Reply with nothing but how many lines in the entries below include "wall".

* [Records shown]
▬▬▬

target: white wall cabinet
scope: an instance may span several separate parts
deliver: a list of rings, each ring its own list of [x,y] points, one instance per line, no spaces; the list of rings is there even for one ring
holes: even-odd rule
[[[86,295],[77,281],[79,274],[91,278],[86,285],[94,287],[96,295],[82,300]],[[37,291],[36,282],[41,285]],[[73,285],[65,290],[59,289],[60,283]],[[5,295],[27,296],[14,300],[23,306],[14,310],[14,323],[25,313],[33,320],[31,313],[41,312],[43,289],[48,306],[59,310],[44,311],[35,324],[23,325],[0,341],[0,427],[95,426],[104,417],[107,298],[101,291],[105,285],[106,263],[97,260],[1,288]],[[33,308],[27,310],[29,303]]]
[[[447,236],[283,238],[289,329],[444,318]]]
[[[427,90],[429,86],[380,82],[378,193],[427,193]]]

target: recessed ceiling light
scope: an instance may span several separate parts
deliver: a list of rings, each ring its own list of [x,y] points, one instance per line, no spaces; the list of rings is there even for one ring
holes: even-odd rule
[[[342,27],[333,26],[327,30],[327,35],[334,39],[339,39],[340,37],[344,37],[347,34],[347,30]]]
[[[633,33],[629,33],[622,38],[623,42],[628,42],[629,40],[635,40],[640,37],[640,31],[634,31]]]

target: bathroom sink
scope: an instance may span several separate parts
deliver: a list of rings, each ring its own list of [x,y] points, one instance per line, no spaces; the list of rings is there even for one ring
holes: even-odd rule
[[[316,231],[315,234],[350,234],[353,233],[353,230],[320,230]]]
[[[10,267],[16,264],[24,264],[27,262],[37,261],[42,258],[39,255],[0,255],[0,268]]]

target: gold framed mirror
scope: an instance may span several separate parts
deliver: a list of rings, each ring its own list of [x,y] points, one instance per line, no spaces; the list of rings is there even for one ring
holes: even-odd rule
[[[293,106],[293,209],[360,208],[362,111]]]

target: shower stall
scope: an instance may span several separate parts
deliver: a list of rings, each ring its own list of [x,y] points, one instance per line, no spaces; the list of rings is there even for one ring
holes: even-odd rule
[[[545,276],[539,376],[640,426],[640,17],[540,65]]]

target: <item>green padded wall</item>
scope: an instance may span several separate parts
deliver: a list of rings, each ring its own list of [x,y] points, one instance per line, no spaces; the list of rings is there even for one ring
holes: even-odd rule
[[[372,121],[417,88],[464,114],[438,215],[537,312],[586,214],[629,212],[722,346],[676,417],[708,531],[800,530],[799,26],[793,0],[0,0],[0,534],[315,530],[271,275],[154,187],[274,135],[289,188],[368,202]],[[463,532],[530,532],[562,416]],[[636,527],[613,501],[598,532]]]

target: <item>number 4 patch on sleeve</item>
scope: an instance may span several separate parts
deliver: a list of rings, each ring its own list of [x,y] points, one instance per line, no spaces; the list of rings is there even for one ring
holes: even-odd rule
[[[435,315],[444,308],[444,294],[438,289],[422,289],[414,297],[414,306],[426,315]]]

▬▬▬

* [Task answer]
2